SUPPLIED DATA:
━━━━━━━━

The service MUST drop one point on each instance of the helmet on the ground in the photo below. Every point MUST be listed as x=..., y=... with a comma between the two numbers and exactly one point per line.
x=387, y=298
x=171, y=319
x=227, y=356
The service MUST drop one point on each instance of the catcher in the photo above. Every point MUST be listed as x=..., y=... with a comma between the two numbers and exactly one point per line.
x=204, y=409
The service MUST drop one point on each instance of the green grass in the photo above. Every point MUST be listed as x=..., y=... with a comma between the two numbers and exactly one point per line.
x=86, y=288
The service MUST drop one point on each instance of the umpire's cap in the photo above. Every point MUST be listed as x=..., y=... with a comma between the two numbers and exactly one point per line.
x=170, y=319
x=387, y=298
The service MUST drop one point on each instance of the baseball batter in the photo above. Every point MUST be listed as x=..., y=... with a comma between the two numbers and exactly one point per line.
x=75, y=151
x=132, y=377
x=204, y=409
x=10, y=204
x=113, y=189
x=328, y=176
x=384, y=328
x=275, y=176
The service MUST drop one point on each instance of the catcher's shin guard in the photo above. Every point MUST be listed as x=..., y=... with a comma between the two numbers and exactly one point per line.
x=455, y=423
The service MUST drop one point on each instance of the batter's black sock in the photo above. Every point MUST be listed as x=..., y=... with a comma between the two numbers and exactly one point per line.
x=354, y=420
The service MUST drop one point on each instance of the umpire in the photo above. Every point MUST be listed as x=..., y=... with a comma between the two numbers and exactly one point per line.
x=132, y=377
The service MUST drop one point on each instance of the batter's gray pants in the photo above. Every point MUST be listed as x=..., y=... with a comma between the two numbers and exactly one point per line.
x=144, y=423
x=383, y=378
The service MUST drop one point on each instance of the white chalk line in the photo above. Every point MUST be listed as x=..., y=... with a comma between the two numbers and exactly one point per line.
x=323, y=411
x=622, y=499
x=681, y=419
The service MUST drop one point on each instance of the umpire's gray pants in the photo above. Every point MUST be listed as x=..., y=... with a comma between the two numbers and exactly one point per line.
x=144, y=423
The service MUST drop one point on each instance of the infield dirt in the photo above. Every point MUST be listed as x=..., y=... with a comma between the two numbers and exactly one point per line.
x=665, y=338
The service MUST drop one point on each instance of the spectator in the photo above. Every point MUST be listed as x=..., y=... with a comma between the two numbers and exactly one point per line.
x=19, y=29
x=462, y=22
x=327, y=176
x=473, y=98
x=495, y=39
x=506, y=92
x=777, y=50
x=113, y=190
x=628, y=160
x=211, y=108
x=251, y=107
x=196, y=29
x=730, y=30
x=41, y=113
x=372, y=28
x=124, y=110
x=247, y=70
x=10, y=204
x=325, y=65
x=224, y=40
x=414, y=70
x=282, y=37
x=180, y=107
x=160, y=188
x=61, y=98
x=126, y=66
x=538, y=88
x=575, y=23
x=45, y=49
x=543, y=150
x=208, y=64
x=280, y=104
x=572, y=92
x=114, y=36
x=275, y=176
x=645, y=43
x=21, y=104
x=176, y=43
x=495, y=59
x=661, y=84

━━━━━━━━

WRITTEN INSTRUCTION: Rewrite everything from the start of the records down to the line containing "x=86, y=288", substituting "place" for each occurrence of "drop" and keeping everything else unchanged.

FINAL RESULT:
The service MUST place one point on each instance of the helmet on the ground in the photo below. Every point MUST be listed as x=..., y=... with a comma between the two numbers and exactly one point per line.
x=387, y=298
x=171, y=319
x=227, y=356
The service MUST place one point on each instance of the catcher in the photo above. Every point MUST be listed as x=..., y=... with a comma between the two numbers and exactly one point per line.
x=204, y=409
The service MUST place one point on each instance of the green grass in the photo above. Every point MUST be listed as x=..., y=... with a comma between the two numbers and exactly one point per line.
x=86, y=288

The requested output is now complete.